The data needs to be returned in full, exactly as it reads.

━━━━━ Provided records

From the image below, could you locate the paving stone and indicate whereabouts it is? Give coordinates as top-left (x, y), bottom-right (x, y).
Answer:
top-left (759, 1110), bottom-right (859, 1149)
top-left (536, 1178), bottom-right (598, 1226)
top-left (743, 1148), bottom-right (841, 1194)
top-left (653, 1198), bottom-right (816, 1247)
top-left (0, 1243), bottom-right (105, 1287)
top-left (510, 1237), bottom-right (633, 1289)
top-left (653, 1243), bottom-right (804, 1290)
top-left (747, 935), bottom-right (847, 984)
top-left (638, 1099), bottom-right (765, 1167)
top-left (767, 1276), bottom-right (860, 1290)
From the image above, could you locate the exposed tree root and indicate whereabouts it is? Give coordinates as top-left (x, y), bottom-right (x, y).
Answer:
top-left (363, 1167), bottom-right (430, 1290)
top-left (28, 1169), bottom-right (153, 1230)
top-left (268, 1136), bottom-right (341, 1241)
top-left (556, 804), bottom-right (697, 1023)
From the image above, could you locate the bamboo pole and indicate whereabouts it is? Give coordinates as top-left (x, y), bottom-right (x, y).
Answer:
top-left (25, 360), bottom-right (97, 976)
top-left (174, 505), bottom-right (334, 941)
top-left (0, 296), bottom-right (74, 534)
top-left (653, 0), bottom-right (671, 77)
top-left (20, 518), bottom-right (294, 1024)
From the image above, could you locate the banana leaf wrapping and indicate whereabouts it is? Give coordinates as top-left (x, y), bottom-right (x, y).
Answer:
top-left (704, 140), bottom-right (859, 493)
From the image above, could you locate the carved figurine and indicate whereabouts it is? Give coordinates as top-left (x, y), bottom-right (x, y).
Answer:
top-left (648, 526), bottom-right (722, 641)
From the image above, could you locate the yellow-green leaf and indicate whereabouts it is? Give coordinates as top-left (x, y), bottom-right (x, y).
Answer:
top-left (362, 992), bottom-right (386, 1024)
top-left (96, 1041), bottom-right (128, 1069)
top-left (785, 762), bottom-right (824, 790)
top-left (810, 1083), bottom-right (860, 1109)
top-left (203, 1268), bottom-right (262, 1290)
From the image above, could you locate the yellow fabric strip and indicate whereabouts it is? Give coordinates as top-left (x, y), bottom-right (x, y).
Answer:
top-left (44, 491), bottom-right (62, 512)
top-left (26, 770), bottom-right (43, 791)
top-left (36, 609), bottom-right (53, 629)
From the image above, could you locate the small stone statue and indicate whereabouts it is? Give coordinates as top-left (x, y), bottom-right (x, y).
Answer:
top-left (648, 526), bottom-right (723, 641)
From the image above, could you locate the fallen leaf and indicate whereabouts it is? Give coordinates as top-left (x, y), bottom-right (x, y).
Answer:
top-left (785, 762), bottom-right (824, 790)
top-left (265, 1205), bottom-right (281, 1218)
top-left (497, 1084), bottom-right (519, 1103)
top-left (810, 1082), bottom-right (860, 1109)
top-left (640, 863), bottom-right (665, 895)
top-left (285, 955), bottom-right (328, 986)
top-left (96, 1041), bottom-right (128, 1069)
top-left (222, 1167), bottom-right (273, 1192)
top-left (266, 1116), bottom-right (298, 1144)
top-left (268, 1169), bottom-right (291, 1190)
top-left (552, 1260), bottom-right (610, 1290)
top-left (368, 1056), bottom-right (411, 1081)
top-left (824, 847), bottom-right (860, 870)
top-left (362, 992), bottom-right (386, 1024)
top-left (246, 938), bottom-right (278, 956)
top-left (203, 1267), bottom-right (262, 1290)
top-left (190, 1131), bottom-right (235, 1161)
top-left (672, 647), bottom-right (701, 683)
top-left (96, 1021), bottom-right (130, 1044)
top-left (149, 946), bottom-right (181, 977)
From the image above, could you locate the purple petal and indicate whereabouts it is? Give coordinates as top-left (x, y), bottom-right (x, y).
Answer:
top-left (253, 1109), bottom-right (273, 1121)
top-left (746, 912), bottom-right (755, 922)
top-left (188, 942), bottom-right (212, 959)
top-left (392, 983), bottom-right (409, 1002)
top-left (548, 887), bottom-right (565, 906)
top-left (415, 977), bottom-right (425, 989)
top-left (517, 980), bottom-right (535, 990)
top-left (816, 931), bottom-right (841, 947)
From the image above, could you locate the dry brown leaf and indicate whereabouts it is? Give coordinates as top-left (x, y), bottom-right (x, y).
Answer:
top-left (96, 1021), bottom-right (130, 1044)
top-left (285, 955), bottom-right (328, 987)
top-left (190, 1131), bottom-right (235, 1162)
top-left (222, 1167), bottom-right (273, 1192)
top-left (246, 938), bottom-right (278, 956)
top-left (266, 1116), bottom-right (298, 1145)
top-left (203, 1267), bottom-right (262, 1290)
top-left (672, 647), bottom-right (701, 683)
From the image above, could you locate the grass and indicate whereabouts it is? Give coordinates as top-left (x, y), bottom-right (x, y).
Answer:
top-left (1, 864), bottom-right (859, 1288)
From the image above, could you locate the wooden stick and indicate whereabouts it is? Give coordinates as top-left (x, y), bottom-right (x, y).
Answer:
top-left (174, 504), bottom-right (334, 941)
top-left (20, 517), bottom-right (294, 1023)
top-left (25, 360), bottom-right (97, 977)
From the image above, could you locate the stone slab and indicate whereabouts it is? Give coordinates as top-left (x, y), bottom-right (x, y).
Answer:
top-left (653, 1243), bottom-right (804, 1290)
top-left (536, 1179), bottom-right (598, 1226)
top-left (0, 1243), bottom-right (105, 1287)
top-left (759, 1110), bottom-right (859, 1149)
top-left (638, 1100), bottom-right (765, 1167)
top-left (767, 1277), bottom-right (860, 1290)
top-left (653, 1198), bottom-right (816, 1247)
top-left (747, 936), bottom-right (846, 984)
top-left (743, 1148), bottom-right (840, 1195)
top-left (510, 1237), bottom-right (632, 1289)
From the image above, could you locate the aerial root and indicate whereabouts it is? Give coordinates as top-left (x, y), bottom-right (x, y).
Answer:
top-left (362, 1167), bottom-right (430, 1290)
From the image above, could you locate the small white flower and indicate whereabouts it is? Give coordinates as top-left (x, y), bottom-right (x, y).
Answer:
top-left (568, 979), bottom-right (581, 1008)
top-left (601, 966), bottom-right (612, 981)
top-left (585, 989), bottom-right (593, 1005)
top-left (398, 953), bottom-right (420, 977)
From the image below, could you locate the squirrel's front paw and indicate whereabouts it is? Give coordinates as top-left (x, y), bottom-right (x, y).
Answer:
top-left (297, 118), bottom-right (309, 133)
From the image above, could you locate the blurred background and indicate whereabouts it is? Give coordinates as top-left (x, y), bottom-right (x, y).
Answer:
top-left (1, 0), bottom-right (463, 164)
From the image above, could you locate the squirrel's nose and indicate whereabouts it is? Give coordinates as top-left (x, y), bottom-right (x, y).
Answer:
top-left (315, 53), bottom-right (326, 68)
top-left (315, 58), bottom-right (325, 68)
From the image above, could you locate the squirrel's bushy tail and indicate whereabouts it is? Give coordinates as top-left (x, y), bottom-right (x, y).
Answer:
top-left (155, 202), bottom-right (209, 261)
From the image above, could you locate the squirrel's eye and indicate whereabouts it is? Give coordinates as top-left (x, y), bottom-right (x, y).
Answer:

━━━━━━━━━━

[Answer space]
From the image below, could you locate the paving stone and indicate whereabouts it is? Give coordinates as top-left (x, y), bottom-right (x, y).
Answer:
top-left (759, 1110), bottom-right (859, 1149)
top-left (536, 1178), bottom-right (598, 1226)
top-left (743, 1148), bottom-right (841, 1194)
top-left (653, 1198), bottom-right (816, 1247)
top-left (0, 1243), bottom-right (105, 1287)
top-left (510, 1237), bottom-right (633, 1289)
top-left (653, 1243), bottom-right (804, 1290)
top-left (747, 935), bottom-right (847, 984)
top-left (638, 1099), bottom-right (765, 1167)
top-left (767, 1276), bottom-right (860, 1290)
From the image above, could you locate the exposed tree root and indicate whereabouts it is? Give coordinates as top-left (x, y), bottom-right (x, y).
Answer:
top-left (363, 1167), bottom-right (430, 1290)
top-left (28, 1169), bottom-right (153, 1230)
top-left (268, 1136), bottom-right (341, 1241)
top-left (556, 804), bottom-right (697, 1023)
From the image above, could you locate the bamboo pole and indicate whereabouts it is? Give coordinates as top-left (x, y), bottom-right (x, y).
Answer:
top-left (25, 360), bottom-right (97, 976)
top-left (174, 505), bottom-right (334, 941)
top-left (0, 296), bottom-right (74, 534)
top-left (653, 0), bottom-right (671, 77)
top-left (20, 518), bottom-right (294, 1024)
From the image above, could you locate the banana leaf wrapping and indicate whereabouts it is? Give coordinates as top-left (x, y), bottom-right (x, y).
Answer:
top-left (704, 140), bottom-right (859, 493)
From the image above, could you locate the carved figurine and indicate whereabouts it is? Give coordinates as top-left (x, y), bottom-right (x, y).
Answer:
top-left (648, 526), bottom-right (722, 641)
From the image above, could you locate the yellow-green leaf and indicate whereabouts it is? Give coordinates as top-left (x, y), bottom-right (x, y).
Answer:
top-left (362, 992), bottom-right (386, 1024)
top-left (96, 1041), bottom-right (128, 1069)
top-left (785, 762), bottom-right (824, 790)
top-left (810, 1083), bottom-right (860, 1109)
top-left (203, 1268), bottom-right (262, 1290)
From the image above, could you locate the yellow fabric strip and indicate whereabouts it is? Give coordinates as top-left (x, y), bottom-right (x, y).
Answer:
top-left (44, 491), bottom-right (62, 512)
top-left (26, 770), bottom-right (43, 791)
top-left (36, 609), bottom-right (53, 629)
From the image above, could you locate the small stone statue and indicate whereabouts it is? Give coordinates as top-left (x, y), bottom-right (x, y).
Answer:
top-left (648, 526), bottom-right (723, 641)
From the image above, could you locate the fallen leaf and indicate whereabouts it is? Give coordinates as top-left (x, y), bottom-right (x, y).
Answer:
top-left (785, 762), bottom-right (824, 790)
top-left (265, 1205), bottom-right (281, 1218)
top-left (497, 1084), bottom-right (519, 1103)
top-left (810, 1082), bottom-right (860, 1109)
top-left (640, 863), bottom-right (665, 895)
top-left (285, 955), bottom-right (328, 986)
top-left (96, 1041), bottom-right (128, 1069)
top-left (222, 1167), bottom-right (273, 1192)
top-left (266, 1116), bottom-right (298, 1144)
top-left (268, 1169), bottom-right (291, 1190)
top-left (552, 1260), bottom-right (610, 1290)
top-left (368, 1056), bottom-right (411, 1081)
top-left (824, 847), bottom-right (860, 870)
top-left (362, 992), bottom-right (386, 1024)
top-left (246, 938), bottom-right (278, 956)
top-left (203, 1267), bottom-right (262, 1290)
top-left (190, 1131), bottom-right (235, 1161)
top-left (672, 647), bottom-right (701, 683)
top-left (96, 1021), bottom-right (130, 1044)
top-left (149, 946), bottom-right (181, 977)
From the image above, could you locate the purple petal and indicate whereabouts it is? Give coordinates as top-left (x, y), bottom-right (x, y).
Answer:
top-left (253, 1109), bottom-right (273, 1121)
top-left (746, 912), bottom-right (755, 922)
top-left (188, 942), bottom-right (212, 959)
top-left (392, 983), bottom-right (409, 1002)
top-left (548, 887), bottom-right (565, 906)
top-left (415, 977), bottom-right (425, 989)
top-left (517, 980), bottom-right (535, 990)
top-left (816, 931), bottom-right (841, 947)
From the image above, could you locate the dry brown leaf and indicate whereabouts it is? Give coordinates as top-left (x, y), bottom-right (x, y).
Answer:
top-left (96, 1021), bottom-right (130, 1044)
top-left (285, 955), bottom-right (328, 987)
top-left (190, 1131), bottom-right (235, 1162)
top-left (222, 1167), bottom-right (273, 1192)
top-left (246, 938), bottom-right (278, 956)
top-left (266, 1116), bottom-right (298, 1145)
top-left (203, 1267), bottom-right (262, 1290)
top-left (672, 647), bottom-right (701, 683)
From the image above, could you locate the grass and indicate whereabouts it is? Give coordinates as top-left (x, y), bottom-right (x, y).
Answer:
top-left (1, 864), bottom-right (859, 1288)
From the image above, could you locate the wooden stick and indicate whereabouts it is? Give coordinates as top-left (x, y), bottom-right (x, y).
Answer:
top-left (174, 504), bottom-right (334, 941)
top-left (20, 517), bottom-right (294, 1023)
top-left (25, 360), bottom-right (97, 977)
From the image above, could you locate the stone slab and indicate whereabouts it is? Give coordinates as top-left (x, y), bottom-right (x, y).
Answer:
top-left (653, 1243), bottom-right (804, 1290)
top-left (536, 1179), bottom-right (598, 1226)
top-left (0, 1243), bottom-right (105, 1287)
top-left (759, 1110), bottom-right (859, 1149)
top-left (638, 1100), bottom-right (765, 1167)
top-left (767, 1277), bottom-right (860, 1290)
top-left (653, 1198), bottom-right (816, 1247)
top-left (747, 936), bottom-right (846, 984)
top-left (743, 1148), bottom-right (840, 1195)
top-left (510, 1237), bottom-right (632, 1289)
From the image above, could you locate the aerial root and indicate whereabouts it is? Give coordinates as top-left (x, y), bottom-right (x, y).
Answer:
top-left (362, 1167), bottom-right (430, 1290)
From the image above, could you locate the small white flower and indicate whereabouts it is? Give coordinates as top-left (x, y), bottom-right (x, y).
Answer:
top-left (568, 979), bottom-right (581, 1008)
top-left (601, 966), bottom-right (612, 981)
top-left (585, 989), bottom-right (593, 1005)
top-left (398, 953), bottom-right (420, 977)
From the image below, could you locate the squirrel's front paw and indicate whereabouts it is? Give coordinates as top-left (x, y), bottom-right (x, y).
Answer:
top-left (297, 118), bottom-right (309, 133)
From the image above, could you locate the blurred background and indicate whereabouts it is? Give coordinates as top-left (x, y), bottom-right (x, y).
Answer:
top-left (1, 0), bottom-right (463, 164)
From the image above, could you locate the squirrel's nose and indicate whereabouts it is? Give coordinates as top-left (x, y), bottom-right (x, y).
Answer:
top-left (315, 53), bottom-right (326, 68)
top-left (315, 58), bottom-right (325, 68)
From the image above, could you locate the squirrel's bushy tail and indicate whereabouts it is? Give coordinates as top-left (x, y), bottom-right (x, y).
Answer:
top-left (155, 202), bottom-right (209, 261)
From the image above, could you locate the squirrel's eye and indicate whereabouts it is? Give coordinates as top-left (x, y), bottom-right (x, y).
Answer:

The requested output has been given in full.